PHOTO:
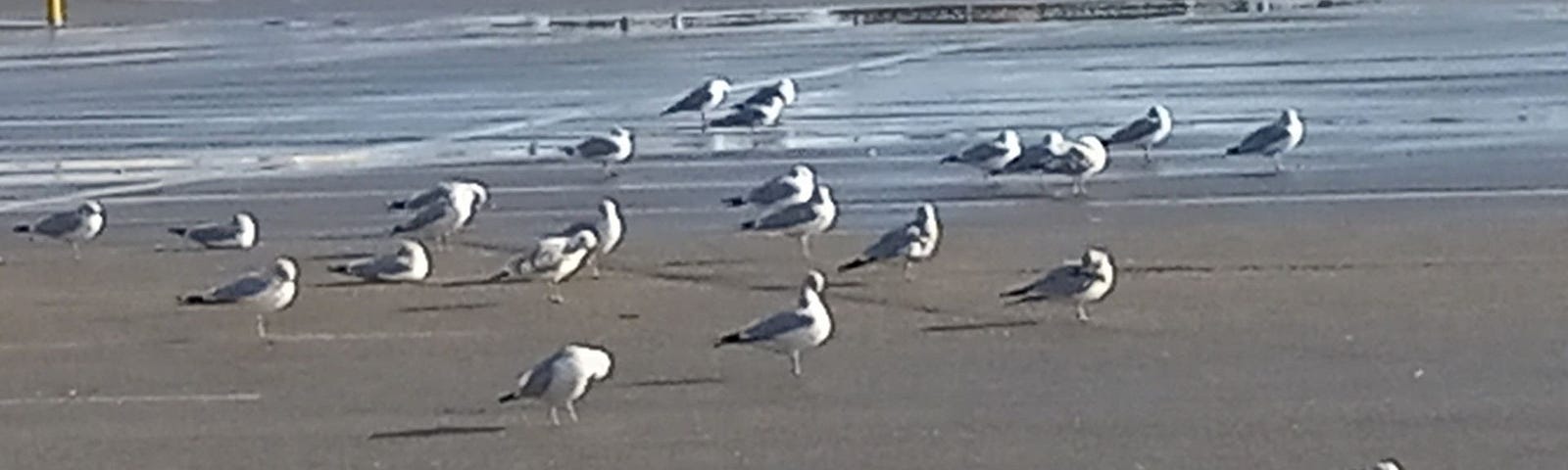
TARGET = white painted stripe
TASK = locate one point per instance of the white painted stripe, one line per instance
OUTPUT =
(132, 399)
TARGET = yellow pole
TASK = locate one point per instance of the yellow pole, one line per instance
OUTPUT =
(57, 13)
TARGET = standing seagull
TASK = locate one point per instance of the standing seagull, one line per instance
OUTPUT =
(791, 188)
(554, 258)
(612, 149)
(564, 378)
(1084, 159)
(791, 331)
(1145, 132)
(270, 290)
(609, 227)
(753, 117)
(783, 90)
(235, 234)
(992, 156)
(817, 215)
(1086, 282)
(913, 242)
(73, 226)
(1274, 140)
(702, 99)
(410, 263)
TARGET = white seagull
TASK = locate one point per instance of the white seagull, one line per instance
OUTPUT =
(609, 149)
(783, 90)
(913, 242)
(269, 290)
(554, 258)
(564, 378)
(1274, 140)
(753, 117)
(1084, 282)
(235, 234)
(73, 226)
(791, 331)
(611, 227)
(990, 156)
(702, 99)
(791, 188)
(410, 263)
(1145, 132)
(817, 215)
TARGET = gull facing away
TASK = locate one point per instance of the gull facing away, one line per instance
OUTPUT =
(269, 290)
(235, 234)
(609, 149)
(1084, 282)
(1274, 140)
(753, 117)
(556, 258)
(990, 156)
(791, 331)
(564, 378)
(1145, 132)
(611, 227)
(75, 226)
(913, 242)
(408, 263)
(817, 215)
(786, 190)
(702, 99)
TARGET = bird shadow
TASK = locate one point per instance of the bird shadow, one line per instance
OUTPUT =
(436, 431)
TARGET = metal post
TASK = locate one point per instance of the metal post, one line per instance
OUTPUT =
(55, 13)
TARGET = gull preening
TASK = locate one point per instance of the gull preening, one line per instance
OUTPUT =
(913, 242)
(786, 190)
(1082, 282)
(408, 263)
(75, 226)
(269, 290)
(1274, 140)
(702, 99)
(611, 227)
(817, 215)
(556, 258)
(564, 378)
(783, 90)
(234, 234)
(609, 149)
(753, 115)
(1145, 132)
(791, 331)
(992, 156)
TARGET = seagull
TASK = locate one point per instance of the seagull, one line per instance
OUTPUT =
(817, 215)
(73, 226)
(990, 156)
(564, 378)
(783, 90)
(1084, 159)
(791, 331)
(270, 290)
(441, 219)
(914, 242)
(791, 188)
(1084, 282)
(235, 234)
(1274, 140)
(753, 117)
(410, 263)
(612, 149)
(702, 99)
(1145, 132)
(554, 258)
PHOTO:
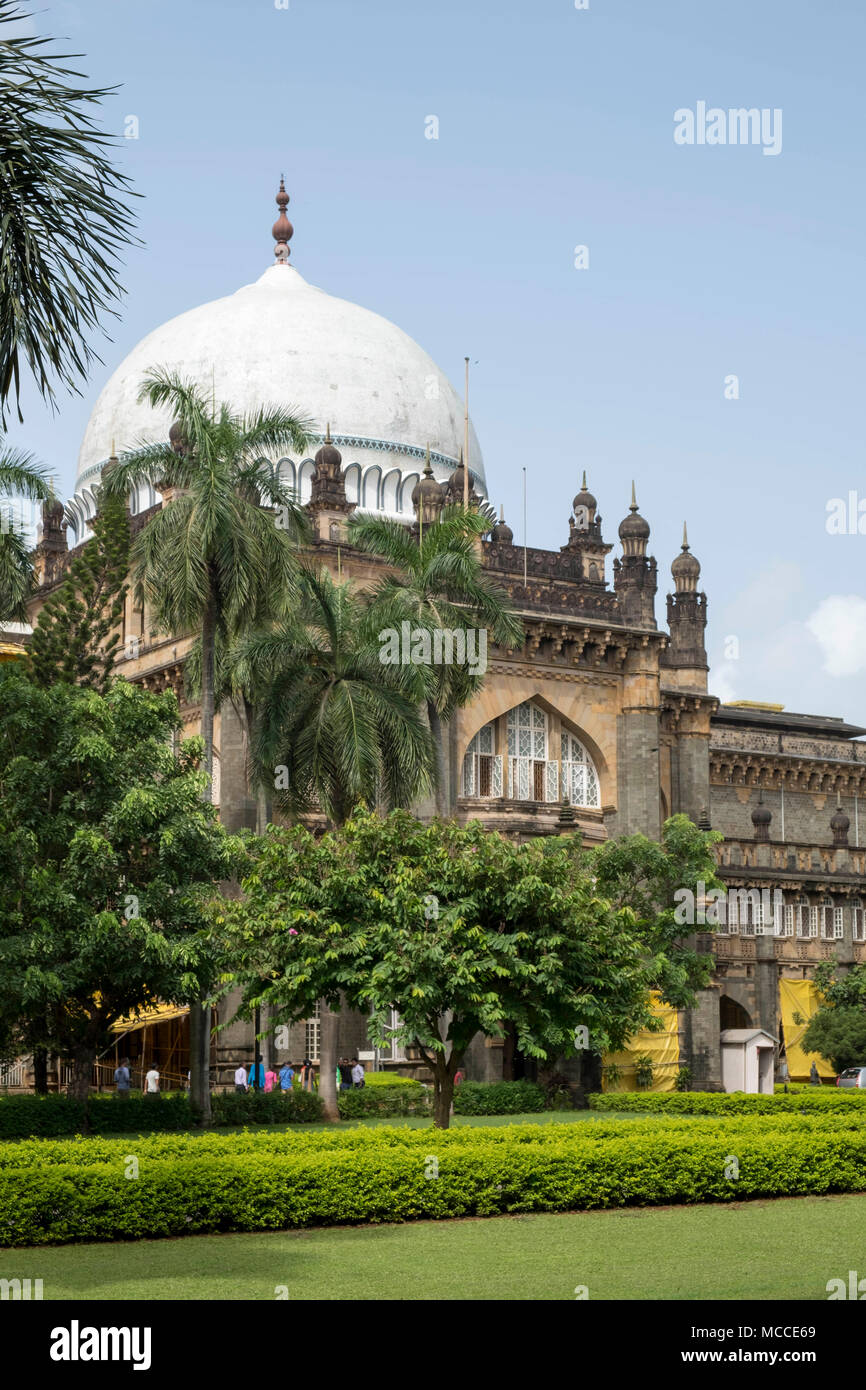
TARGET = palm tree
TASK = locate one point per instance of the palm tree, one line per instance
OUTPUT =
(63, 218)
(334, 724)
(213, 560)
(438, 583)
(20, 476)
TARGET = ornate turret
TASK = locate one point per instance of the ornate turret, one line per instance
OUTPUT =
(502, 533)
(328, 501)
(428, 496)
(282, 230)
(687, 623)
(453, 488)
(49, 556)
(585, 535)
(634, 576)
(838, 824)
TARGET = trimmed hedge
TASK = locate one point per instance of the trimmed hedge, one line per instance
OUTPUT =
(499, 1098)
(234, 1183)
(385, 1101)
(727, 1102)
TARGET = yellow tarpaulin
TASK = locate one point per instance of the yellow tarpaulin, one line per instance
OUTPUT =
(799, 1000)
(157, 1014)
(662, 1048)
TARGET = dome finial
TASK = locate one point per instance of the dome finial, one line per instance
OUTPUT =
(282, 230)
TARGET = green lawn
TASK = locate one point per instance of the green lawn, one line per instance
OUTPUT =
(761, 1250)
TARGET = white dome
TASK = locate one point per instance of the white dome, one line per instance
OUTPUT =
(285, 342)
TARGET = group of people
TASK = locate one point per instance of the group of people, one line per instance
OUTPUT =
(123, 1082)
(268, 1080)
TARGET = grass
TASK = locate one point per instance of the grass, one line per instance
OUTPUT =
(786, 1248)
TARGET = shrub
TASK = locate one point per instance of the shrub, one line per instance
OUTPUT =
(388, 1079)
(271, 1182)
(730, 1102)
(384, 1101)
(499, 1098)
(292, 1107)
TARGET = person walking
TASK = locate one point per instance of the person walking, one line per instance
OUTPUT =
(121, 1079)
(307, 1075)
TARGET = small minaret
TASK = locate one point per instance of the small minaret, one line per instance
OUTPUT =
(585, 535)
(282, 230)
(328, 505)
(634, 576)
(685, 655)
(427, 496)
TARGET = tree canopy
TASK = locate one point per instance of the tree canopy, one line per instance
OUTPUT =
(458, 929)
(109, 858)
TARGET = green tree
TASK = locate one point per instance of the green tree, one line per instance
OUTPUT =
(213, 560)
(838, 1034)
(837, 1030)
(438, 583)
(335, 727)
(77, 634)
(66, 214)
(649, 880)
(20, 476)
(458, 929)
(109, 858)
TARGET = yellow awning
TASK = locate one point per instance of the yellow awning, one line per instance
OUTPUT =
(157, 1014)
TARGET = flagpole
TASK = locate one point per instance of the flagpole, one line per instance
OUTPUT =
(466, 439)
(524, 528)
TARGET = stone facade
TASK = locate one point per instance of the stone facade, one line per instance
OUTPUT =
(605, 708)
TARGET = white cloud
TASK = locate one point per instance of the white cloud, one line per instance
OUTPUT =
(838, 624)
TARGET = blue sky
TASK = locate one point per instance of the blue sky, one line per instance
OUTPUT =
(555, 129)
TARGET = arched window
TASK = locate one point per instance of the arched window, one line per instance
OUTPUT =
(802, 916)
(580, 777)
(534, 777)
(483, 766)
(831, 920)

□ □ □

> **Aim of the exercise**: Output every entry above exactly, minus the pictures.

> **Output of the exercise**:
PHOTO:
TARGET = white painted stripe
TASK = locate one point per instance of the white painted stripe, one line per instance
OUTPUT =
(132, 399)
TARGET = yellow pole
TASK = locate one point per instance of the yellow pole, one line per instance
OUTPUT =
(57, 13)
TARGET = standing seagull
TASK = locate one point per instance of the standing seagull, one line per instance
OUTPUT =
(791, 188)
(554, 258)
(612, 149)
(564, 378)
(1084, 159)
(791, 331)
(1145, 132)
(270, 290)
(609, 227)
(753, 117)
(783, 90)
(235, 234)
(992, 156)
(817, 215)
(1086, 282)
(913, 242)
(73, 226)
(1274, 140)
(702, 99)
(410, 263)
TARGET = white seagull
TASK = locate one point per instance of the white seagull, one line per instance
OUTPUT =
(609, 149)
(783, 90)
(913, 242)
(269, 290)
(554, 258)
(564, 378)
(1274, 140)
(753, 117)
(1084, 282)
(235, 234)
(73, 226)
(791, 331)
(611, 227)
(990, 156)
(702, 99)
(791, 188)
(410, 263)
(1145, 132)
(817, 215)
TARGET = gull facing away
TASK = locate one point per instance of the gull facing away, one line per instance
OUTPUT =
(269, 290)
(235, 234)
(609, 149)
(1084, 282)
(1274, 140)
(753, 117)
(556, 258)
(990, 156)
(791, 331)
(564, 378)
(1145, 132)
(611, 227)
(75, 226)
(913, 242)
(408, 263)
(817, 215)
(786, 190)
(702, 99)
TARGET = bird shadow
TASK = locate one point per instance of the bird shadow, one line per instance
OUTPUT =
(436, 431)
TARGET = metal post
TASK = locate one point per instance of the metal post, one line per instance
OUTPUT =
(55, 13)
TARGET = gull preening
TASK = locate one point per instance of the gull preening, one line per instance
OUTPUT =
(913, 242)
(786, 190)
(1082, 282)
(408, 263)
(75, 226)
(269, 290)
(1274, 140)
(702, 99)
(611, 227)
(817, 215)
(556, 258)
(564, 378)
(783, 90)
(234, 234)
(609, 149)
(753, 115)
(1145, 132)
(791, 331)
(992, 156)
TARGET = seagull
TASK = locate one point per instance of the seagull, one line per instance
OUTPUT =
(817, 215)
(73, 226)
(990, 156)
(564, 378)
(783, 90)
(1084, 159)
(791, 331)
(270, 290)
(441, 219)
(914, 242)
(791, 188)
(1084, 282)
(235, 234)
(1274, 140)
(753, 117)
(410, 263)
(612, 149)
(702, 99)
(1145, 132)
(554, 258)
PHOTO:
TARGET = palm tree
TASK = locate one point per instance of the palm tree, one line per instance
OUTPUT =
(63, 218)
(334, 724)
(213, 560)
(438, 583)
(20, 476)
TARGET = ornate turret
TASK = locate one point per instance of the ornate turret, one line per instance
OUTPUT =
(502, 533)
(328, 501)
(428, 496)
(282, 230)
(687, 623)
(453, 488)
(49, 556)
(585, 535)
(634, 576)
(838, 824)
TARGET = trimmed hedge
TASK = locate one point per instance of the trimmed hedge, one line per instance
OUTPUT =
(499, 1098)
(234, 1183)
(385, 1101)
(727, 1102)
TARGET = yellow tarpaulin
TASK = locate one point per instance of the yellow tarpaulin, one line per instance
OUTPUT =
(799, 1000)
(157, 1014)
(662, 1048)
TARGET = dome finial
TASK = locate one point per instance of the dome finial, one line per instance
OUTPUT =
(282, 230)
TARGET = green lawn
TASK = locate one point per instance of the green lawn, one line per instance
OUTPUT =
(761, 1250)
TARGET = white dome
TASK = locate one point per instance of the white dome, one line per instance
OUTPUT =
(285, 342)
TARGET = group of people
TASK = locate one point per instance of the group of people, one line per instance
OUTPUT =
(123, 1082)
(268, 1080)
TARGET = grass
TASK = locate one point per instance of the grass, one line per instance
OUTPUT =
(786, 1248)
TARGET = shrub
TASK = locate one point per instance of the shrub, one line per instance
OUTPUT =
(388, 1079)
(271, 1182)
(730, 1102)
(384, 1101)
(499, 1098)
(292, 1107)
TARGET = person walking
TASK = locate one point per instance of the person walking, one line per instance
OUTPUT =
(121, 1079)
(307, 1075)
TARGET = small minaret
TASK = locate one point per instance of the small minaret, one line per instance
OUTPUT =
(585, 535)
(282, 230)
(328, 505)
(634, 576)
(685, 655)
(427, 496)
TARGET = tree canopy
TASK = locate one point per instance of the tree canopy, one line per instance
OUTPUT =
(458, 929)
(109, 858)
TARGET = green tree
TASK = locate one point per instance of the green tree, one line per instance
OUTPUT =
(213, 560)
(838, 1034)
(837, 1030)
(438, 583)
(335, 727)
(77, 634)
(66, 214)
(649, 880)
(20, 476)
(458, 929)
(109, 858)
TARGET = yellow awning
TASK = locate one point per instance of the yellow awning, one line per instance
OUTPUT =
(157, 1014)
TARGET = flagpole
TASK = locate one point per instance of the flagpole, one line per instance
OUTPUT =
(466, 439)
(524, 528)
TARGET = stone facade
TASK = locate one point per instance of the stone facade, one line per instance
OUTPUT =
(605, 708)
TARGET = white cloud
TASK = locate one point per instance of the white cloud, one line per instance
OUTPUT =
(838, 624)
TARGET = blue sky
TASK = locate one point per instance of the blue sky, one line per instance
OUTPUT =
(555, 129)
TARGET = arched window
TASK = locate one point per instance of the arched window, one line per instance
OUTPUT =
(802, 916)
(580, 777)
(534, 777)
(483, 766)
(831, 920)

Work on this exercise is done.